**DOCUMENT PASSAGE:**
Thankfully, the long-term trend in delayed transfers of care has been reducing. Official statistics show that in 2008 on average just under 5,330 patients per day faced a delay in any one month. By 2012, this had dropped to just under 3,990 – a decrease of 5 per cent compared to the year before.
However, many of the NHS finance directors we surveyed last December for our quarterly monitoring report said that delayed transfers of care were a key concern for their organisation. Asked directly if delays had got worse over the last year, 63 per cent said they had.
So what might explain this contrast between the official statistics on patient delays and finance directors' views?
One answer could be that our survey is not representative of finance directors as a whole. Yet complementing our survey is one from the NHS Confederation which found that, of the chief executives and chairs who reported an impact on their services over the last year due to a shortfall in local authority spending, 92 per cent reported an increase in delayed discharges from hospital.
It would appear that, representative of the whole service or not, these surveys are picking up some concern on this particular issue.
Another explanation for the fact that the service-level view of delayed transfers doesn’t correspond to the official statistics is that the official statistics don’t take into account regional variation. National figures can mask wide variation at local levels. For example, a Health Service Journal analysis of Department of Health data on delayed transfers found that half of all delays were recorded in a quarter of local authority areas.
Furthermore, 12 local authority areas (out of 154) had rates of delayed days more than double the national median.
More interpretation of the data is required, but we are not helped by the way in which the data is collected. There are two main metrics in the official delayed transfers data: the number of patients delayed and the total number of days delayed. But these two metrics are measured using different methodologies.
The number of patients delayed is counted using a census on the last Thursday of every month – meaning it only counts patients delayed at that one point in time – whereas the number of delayed days is a total of all days that patients were delayed in the month, including patients that were not counted in the census.
It would be more useful to have a record of the number of delayed days for each patient across the whole month. This data is likely to be collected locally and producing these numbers nationally would allow us to see where bottlenecks are (in which regions and where in the system). The numbers could also be used for regional profiling, benchmarking and highlighting best practice.
We also don't know which patients are facing delays in their care but, again, this would be useful information to have. More information on the patients' characteristics, such as their age and details of their conditions and intended management of care would help us identify what needs are not being met.
With hospitals facing increasing pressure on beds and a fresh focus on quality of services – while purse strings are tightened even further – it seems certain that delayed discharges will remain an important issue facing hospitals.
Our quarterly monitoring report calls for further investigation into the dissonance between the official statistics and the views of finance directors. Until we can add more insight and evidence, it's likely the disparity – not to mention pressure on the system – will remain.

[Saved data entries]

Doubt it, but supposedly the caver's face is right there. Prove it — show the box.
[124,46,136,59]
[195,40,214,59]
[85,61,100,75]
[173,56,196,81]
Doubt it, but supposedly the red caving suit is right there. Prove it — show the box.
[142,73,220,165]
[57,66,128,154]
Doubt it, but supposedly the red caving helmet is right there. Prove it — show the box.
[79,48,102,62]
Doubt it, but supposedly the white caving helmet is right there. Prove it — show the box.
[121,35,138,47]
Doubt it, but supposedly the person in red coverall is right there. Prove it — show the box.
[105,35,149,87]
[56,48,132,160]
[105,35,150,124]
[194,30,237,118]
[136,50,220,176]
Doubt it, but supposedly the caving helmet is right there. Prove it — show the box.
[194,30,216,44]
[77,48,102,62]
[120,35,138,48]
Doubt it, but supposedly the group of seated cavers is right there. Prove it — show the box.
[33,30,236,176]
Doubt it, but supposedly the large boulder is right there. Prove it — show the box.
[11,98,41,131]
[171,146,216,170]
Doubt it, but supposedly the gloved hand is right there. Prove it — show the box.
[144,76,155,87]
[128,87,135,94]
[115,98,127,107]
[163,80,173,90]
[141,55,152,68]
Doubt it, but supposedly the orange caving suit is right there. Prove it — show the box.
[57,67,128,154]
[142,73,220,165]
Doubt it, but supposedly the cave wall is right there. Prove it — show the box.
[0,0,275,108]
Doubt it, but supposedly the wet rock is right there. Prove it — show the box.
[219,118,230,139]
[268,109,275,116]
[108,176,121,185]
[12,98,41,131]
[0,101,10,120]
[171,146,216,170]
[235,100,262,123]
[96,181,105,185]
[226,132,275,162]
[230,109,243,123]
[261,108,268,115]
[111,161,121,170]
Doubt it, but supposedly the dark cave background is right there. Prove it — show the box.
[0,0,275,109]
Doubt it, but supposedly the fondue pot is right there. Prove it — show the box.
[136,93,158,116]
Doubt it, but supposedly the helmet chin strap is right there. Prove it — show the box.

**PROBLEM DESCRIPTION:**
According to the article on delayed transfers of care, what percentage of surveyed NHS finance directors said delays had gotten worse over the last year?

**TASK SOLUTION:**
63 percent